Work item:
In the records below, begin at the line containing "Target: white door" and end at the line containing "Target: wooden fence post"; quote every line in that span exactly, including both boundary lines, and no others.

The data:
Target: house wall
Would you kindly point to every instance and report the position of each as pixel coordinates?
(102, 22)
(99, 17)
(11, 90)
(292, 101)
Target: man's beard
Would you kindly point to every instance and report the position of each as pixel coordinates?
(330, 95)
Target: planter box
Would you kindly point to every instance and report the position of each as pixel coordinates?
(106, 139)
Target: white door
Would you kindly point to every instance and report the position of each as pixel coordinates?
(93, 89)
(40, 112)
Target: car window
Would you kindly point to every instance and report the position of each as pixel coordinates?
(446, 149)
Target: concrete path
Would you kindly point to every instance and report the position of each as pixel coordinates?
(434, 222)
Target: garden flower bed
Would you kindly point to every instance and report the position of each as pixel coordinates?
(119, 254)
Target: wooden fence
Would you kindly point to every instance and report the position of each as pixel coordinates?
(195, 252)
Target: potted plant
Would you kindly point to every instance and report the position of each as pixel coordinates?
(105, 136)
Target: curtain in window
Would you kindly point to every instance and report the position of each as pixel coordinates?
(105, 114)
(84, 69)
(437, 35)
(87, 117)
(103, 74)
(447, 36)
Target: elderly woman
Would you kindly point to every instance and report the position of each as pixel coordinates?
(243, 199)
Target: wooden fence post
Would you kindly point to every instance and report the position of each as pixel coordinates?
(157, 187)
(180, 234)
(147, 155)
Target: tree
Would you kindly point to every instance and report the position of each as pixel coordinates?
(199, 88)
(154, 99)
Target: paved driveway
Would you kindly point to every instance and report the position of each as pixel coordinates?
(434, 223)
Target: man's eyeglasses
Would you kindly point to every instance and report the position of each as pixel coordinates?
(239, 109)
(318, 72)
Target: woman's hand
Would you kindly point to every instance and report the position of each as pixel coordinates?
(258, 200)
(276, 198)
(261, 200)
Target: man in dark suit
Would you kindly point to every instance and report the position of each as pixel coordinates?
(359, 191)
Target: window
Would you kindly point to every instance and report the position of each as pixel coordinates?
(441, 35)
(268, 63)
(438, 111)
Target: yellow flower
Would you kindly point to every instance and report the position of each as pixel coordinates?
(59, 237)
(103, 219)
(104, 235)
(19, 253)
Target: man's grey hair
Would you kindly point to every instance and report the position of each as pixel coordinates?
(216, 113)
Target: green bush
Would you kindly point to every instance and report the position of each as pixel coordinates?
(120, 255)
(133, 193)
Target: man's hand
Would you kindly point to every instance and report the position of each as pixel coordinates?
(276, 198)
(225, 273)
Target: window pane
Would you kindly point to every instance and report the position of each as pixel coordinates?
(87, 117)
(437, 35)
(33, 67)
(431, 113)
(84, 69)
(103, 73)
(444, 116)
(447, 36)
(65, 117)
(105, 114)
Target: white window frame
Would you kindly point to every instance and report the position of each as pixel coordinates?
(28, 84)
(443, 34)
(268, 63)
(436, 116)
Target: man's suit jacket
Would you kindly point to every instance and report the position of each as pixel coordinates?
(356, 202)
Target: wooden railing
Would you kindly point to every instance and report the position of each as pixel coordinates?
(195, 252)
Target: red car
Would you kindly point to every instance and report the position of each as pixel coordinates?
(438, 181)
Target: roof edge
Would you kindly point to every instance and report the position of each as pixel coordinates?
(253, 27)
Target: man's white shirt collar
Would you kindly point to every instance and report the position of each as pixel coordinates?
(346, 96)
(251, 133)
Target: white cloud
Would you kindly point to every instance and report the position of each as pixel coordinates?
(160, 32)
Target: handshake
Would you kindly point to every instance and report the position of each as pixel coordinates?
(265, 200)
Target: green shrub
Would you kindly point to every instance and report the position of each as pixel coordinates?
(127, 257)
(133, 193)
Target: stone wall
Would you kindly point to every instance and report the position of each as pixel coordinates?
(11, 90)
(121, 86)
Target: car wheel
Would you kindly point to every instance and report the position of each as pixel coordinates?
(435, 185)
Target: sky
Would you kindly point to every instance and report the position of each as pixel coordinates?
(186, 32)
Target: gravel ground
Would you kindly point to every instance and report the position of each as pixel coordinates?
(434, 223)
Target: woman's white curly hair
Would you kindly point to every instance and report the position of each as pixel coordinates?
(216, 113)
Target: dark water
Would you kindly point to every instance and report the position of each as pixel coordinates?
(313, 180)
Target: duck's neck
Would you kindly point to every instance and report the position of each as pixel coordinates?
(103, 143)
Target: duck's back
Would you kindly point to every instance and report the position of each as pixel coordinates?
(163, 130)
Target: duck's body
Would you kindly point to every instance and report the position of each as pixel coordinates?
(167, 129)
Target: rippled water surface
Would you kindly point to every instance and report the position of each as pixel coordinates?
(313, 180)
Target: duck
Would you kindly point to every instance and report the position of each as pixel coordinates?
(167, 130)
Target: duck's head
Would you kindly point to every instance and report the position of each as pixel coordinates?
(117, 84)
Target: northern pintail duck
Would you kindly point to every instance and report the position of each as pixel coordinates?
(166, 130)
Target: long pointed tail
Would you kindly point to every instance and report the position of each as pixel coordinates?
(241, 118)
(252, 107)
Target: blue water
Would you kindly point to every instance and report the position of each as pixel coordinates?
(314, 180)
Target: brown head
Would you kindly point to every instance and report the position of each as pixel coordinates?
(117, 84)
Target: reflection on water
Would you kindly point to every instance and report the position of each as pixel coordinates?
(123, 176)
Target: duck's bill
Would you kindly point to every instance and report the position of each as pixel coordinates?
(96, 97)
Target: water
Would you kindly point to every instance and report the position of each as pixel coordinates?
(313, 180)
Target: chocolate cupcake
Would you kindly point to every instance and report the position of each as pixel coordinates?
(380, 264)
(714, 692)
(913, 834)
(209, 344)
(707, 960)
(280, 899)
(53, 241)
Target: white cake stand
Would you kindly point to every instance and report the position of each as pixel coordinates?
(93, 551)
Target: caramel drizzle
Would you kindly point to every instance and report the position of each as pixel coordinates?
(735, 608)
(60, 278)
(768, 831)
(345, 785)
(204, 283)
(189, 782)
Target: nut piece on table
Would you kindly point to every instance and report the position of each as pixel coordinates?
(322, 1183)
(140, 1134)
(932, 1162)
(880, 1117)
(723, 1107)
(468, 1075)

Worked solution:
Target: white door
Would you kindly point to every instance and report the position of each as pixel coordinates?
(93, 89)
(40, 112)
Target: car window
Would you kindly point to every instance and report the position of each as pixel coordinates?
(446, 149)
Target: concrete path
Would you kindly point to every instance and report the position of each as pixel coordinates?
(434, 222)
Target: garden flower bed
Would you kindly point to every instance and report the position of each as pixel coordinates?
(119, 254)
Target: wooden fence
Would you kindly point to every instance and report the position of each as pixel coordinates?
(195, 252)
Target: potted plant
Would you kindly point to every instance and report the position of each as pixel coordinates?
(105, 136)
Target: curtain in window
Would you kindly point to every instance and report the position of each as pixel coordinates?
(105, 114)
(84, 69)
(437, 35)
(87, 117)
(103, 74)
(447, 36)
Target: elderly woman
Would you kindly point to every instance and report the position of each as pixel coordinates?
(243, 199)
Target: wooden fence post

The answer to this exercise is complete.